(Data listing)
────────
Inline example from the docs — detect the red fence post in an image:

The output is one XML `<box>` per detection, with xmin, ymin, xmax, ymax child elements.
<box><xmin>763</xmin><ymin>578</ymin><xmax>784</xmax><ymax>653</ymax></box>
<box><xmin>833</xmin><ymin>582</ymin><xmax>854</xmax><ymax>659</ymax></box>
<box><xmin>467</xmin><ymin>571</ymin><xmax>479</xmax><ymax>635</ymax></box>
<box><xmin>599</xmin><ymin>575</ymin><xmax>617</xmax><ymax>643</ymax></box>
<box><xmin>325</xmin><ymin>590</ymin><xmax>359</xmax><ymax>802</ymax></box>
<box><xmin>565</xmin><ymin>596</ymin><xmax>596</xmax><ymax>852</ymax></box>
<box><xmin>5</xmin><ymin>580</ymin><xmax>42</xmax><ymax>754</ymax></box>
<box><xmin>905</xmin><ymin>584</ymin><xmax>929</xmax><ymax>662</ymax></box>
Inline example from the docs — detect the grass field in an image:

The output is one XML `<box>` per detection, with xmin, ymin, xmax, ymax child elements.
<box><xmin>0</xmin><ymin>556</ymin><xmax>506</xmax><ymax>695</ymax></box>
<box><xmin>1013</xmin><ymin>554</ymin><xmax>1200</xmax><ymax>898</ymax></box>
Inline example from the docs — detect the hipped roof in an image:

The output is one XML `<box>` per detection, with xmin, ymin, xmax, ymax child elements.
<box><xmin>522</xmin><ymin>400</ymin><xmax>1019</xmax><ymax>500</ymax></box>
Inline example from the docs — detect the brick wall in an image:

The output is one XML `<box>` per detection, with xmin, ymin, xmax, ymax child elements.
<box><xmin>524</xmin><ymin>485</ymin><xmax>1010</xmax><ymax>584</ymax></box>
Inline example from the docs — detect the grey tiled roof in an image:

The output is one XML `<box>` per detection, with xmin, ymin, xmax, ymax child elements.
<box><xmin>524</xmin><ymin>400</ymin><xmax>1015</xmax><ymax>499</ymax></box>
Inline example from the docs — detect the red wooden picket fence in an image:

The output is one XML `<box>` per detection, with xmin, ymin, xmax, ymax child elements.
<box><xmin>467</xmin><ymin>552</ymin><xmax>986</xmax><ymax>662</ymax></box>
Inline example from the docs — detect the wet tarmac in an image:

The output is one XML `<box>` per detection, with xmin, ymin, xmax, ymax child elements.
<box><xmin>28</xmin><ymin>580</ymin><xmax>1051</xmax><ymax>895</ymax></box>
────────
Present every line of the items above as a Markdown table with two columns, Row and Line, numbering the rows in order and leaving out blank lines.

| Row | Line |
|---|---|
| 1 | Inline example from the docs — detect the red fence post in an image: |
| 2 | The output is one XML `<box>` per detection, with xmin, ymin, xmax, ymax child elements. |
| 3 | <box><xmin>763</xmin><ymin>578</ymin><xmax>784</xmax><ymax>653</ymax></box> |
| 4 | <box><xmin>833</xmin><ymin>582</ymin><xmax>854</xmax><ymax>659</ymax></box> |
| 5 | <box><xmin>467</xmin><ymin>571</ymin><xmax>479</xmax><ymax>635</ymax></box> |
| 6 | <box><xmin>599</xmin><ymin>575</ymin><xmax>617</xmax><ymax>643</ymax></box> |
| 7 | <box><xmin>325</xmin><ymin>590</ymin><xmax>359</xmax><ymax>802</ymax></box> |
| 8 | <box><xmin>565</xmin><ymin>596</ymin><xmax>596</xmax><ymax>852</ymax></box> |
| 9 | <box><xmin>5</xmin><ymin>580</ymin><xmax>42</xmax><ymax>754</ymax></box> |
| 10 | <box><xmin>905</xmin><ymin>584</ymin><xmax>929</xmax><ymax>662</ymax></box> |
| 11 | Inline example from the docs — detect the grass field in an image: |
| 12 | The output is one XML `<box>` per detection, with xmin, ymin, xmax, ymax child elements. |
| 13 | <box><xmin>0</xmin><ymin>556</ymin><xmax>506</xmax><ymax>695</ymax></box> |
| 14 | <box><xmin>1013</xmin><ymin>554</ymin><xmax>1200</xmax><ymax>898</ymax></box> |
| 15 | Inline example from the docs — detect the hipped roof in an image: |
| 16 | The output is one XML `<box>` per detection, with xmin, ymin, xmax, ymax child elements. |
| 17 | <box><xmin>522</xmin><ymin>400</ymin><xmax>1019</xmax><ymax>500</ymax></box> |
| 18 | Inline example from the docs — detect the brick wall in an image: |
| 19 | The output is one XML `<box>` per detection, with xmin, ymin, xmax, ymax child elements. |
| 20 | <box><xmin>524</xmin><ymin>485</ymin><xmax>1010</xmax><ymax>584</ymax></box> |
| 21 | Inline example from the docs — detect the grey tiled roof in an image: |
| 22 | The output is one XML `<box>` per detection, with xmin, ymin, xmax, ymax child elements. |
| 23 | <box><xmin>524</xmin><ymin>400</ymin><xmax>1015</xmax><ymax>499</ymax></box> |
| 24 | Inline example from the docs — detect the red wooden picket fence in an image: |
| 25 | The output is one XML `<box>` per detection, with xmin, ymin, xmax, ymax child elements. |
| 26 | <box><xmin>467</xmin><ymin>552</ymin><xmax>986</xmax><ymax>662</ymax></box> |
| 27 | Inline example from the docs — detect the wet tarmac in an image: |
| 28 | The output is one XML `<box>` per detection, with xmin, ymin, xmax, ymax child elements. |
| 29 | <box><xmin>28</xmin><ymin>580</ymin><xmax>1051</xmax><ymax>895</ymax></box> |